*** Document text ***

NT Infrastructure Design and Implementation: Deploying Microsoft Cluster Server for the Enterprise
One of the nation's largest healthcare providers faced a daunting challenge: Overhauling its aging computer infrastructure to handle the complexities of a national enterprise serving nine million members. Recognizing that it needed to augment its internal resources to carry out a project of this scope, the company engaged The Axean Group to design and architect an optimized, high-availability, scalable solution.
In a recent major business initiative, one of the nation's largest healthcare providers faced a daunting challenge: How to overhaul its aging computer infrastructure to handle the complexities of a national enterprise serving nine million members. With almost 70,000 workstations distributed across the United States, the company struggled with the same difficulties of other organizations its size: How to distribute and support - in a timely, cost-effective manner - the myriad applications required by its users. Moreover, the company needed to ensure continued system availability and update its failover processes to ensure high-resource availability for mission-critical applications across the enterprise.
The infrastructure upgrade contemplated by the company constituted a massive undertaking involving the design and construction of a distributed computing infrastructure based on Microsoft's NT architecture, but enabling coexistence with UNIX and NetWare platforms. Recognizing that it needed to augment its internal resources to carry out a project of this scope, the company engaged technology consulting services firm, The Axean Group, to design and architect an optimized, high-availability, scalable solution.
A Multitude of Challenges
The Axean Group's overarching challenge was how to design, deploy and maintain an NT desktop and server infrastructure that supported core enterprise applications and local market initiatives, while ensuring high-resource availability and manageability of client data, and lowering overall costs. But, a series of other challenges quickly came to the forefront.
For example, the project's scope included providing centralized support for decentralized deployment, and involved large-scale, simultaneous installations and migrations from the legacy to the new environment.
A "managed" desktop - capable of providing access to enterprise applications and file and print services - was a base requirement of the project. These core service requirements expanded further still to include asset management, software distribution, name resolution, address management, quota management, Internet services, NetWare and terminal emulation gateway services (for mainframe and UNIX hosts), and backup and recovery.
In order to provide all the services outlined above, the infrastructure design would require a core set of servers. To optimize hardware usage, employ network bandwidth efficiently and ensure high availability, the core servers would have to complement each other's roles within the infrastructure. Timing was a critical factor as well. The organization's fiscal year budget constraints dictated that a server solution, once finalized, would have to be rolled out to more than 150 sites within a 90-day time period.
Cost was a primary driver as well. The Axean Group's design, once implemented, would have to result in a decrease in overall computing costs and improved system manageability and availability. Availability was measured not only in the users' desktop usage in their primary location, but across locations that users were expected to visit in a given workweek. The losses that resulted from unavailable systems far outweighed any other cost factor. These objectives, in turn, would have to be balanced with other business requirements, such as autonomy at the enterprise's various sites and centralized control.

***

— Requests —
A - Please reproduce, word for word, the part of the Microsoft Cluster Server article that opens with the words containing "The infrastructure upgrade" and closes with "to the forefront.".
B - Carry on writing the Microsoft Cluster Server article, starting after its last sentence.

*** Information provided ***

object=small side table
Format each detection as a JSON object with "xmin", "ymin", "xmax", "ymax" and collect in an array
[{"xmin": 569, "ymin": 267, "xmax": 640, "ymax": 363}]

***

— Responses per task —
A -
The infrastructure upgrade contemplated by the company constituted a massive undertaking involving the design and construction of a distributed computing infrastructure based on Microsoft's NT architecture, but enabling coexistence with UNIX and NetWare platforms. Recognizing that it needed to augment its internal resources to carry out a project of this scope, the company engaged technology consulting services firm, The Axean Group, to design and architect an optimized, high-availability, scalable solution.
A Multitude of Challenges
The Axean Group's overarching challenge was how to design, deploy and maintain an NT desktop and server infrastructure that supported core enterprise applications and local market initiatives, while ensuring high-resource availability and manageability of client data, and lowering overall costs. But, a series of other challenges quickly came to the forefront.

B -
After completing the requirements analysis and project planning, The Axean Group developed several "proof of concept" scenarios based on an engineered approach to meet the company's requirements. It was a given that the technical effort required to successfully execute the project would be significant, but its organizational aspects would demand considerable management effort as well. Therefore, validation of the proof of concept scenarios would have to include verifying the management aspects of the project, as well as the effectiveness of the system design from the standpoint of implementation and support.
The infrastructure design that was ultimately accepted by the company proved successful, and the company currently employs The Axean Group to manage the transition of its ongoing systems support and the expansion of its infrastructure into other areas of the enterprise.
The design elements include:
• High-availability systems, from the desktop to back office support systems
• Standard desktops across the infrastructure for ease of software distribution and remote support
• Scalable infrastructure and deployment methods
• A support model that provides centralized oversight, but allows for local market execution
• An approach for leveraging hardware vendor relationships that lowers costs while increasing availability and geographic coverage
• Effective configuration management and change control
• A sustainable engineering effort that results in a predictable and supportable environment
• Proactive system monitoring and management
The above design incorporates swift procedural and automated deployments, reduced support costs and improved availability - which collectively resulted in our reaching the earlier stated goal of reducing overall operating costs.
To carry out this project, The Axean Group employed its ModelOffice Methodology, a phased-methodology designed for developing and implementing enterprise-level technology infrastructure upgrades. Every aspect of the project - from assessments of the current architecture to proof of concept scenarios, development of the engineered solutions, implementation, and ongoing support and review - followed the tenets set forth in ModelOffice.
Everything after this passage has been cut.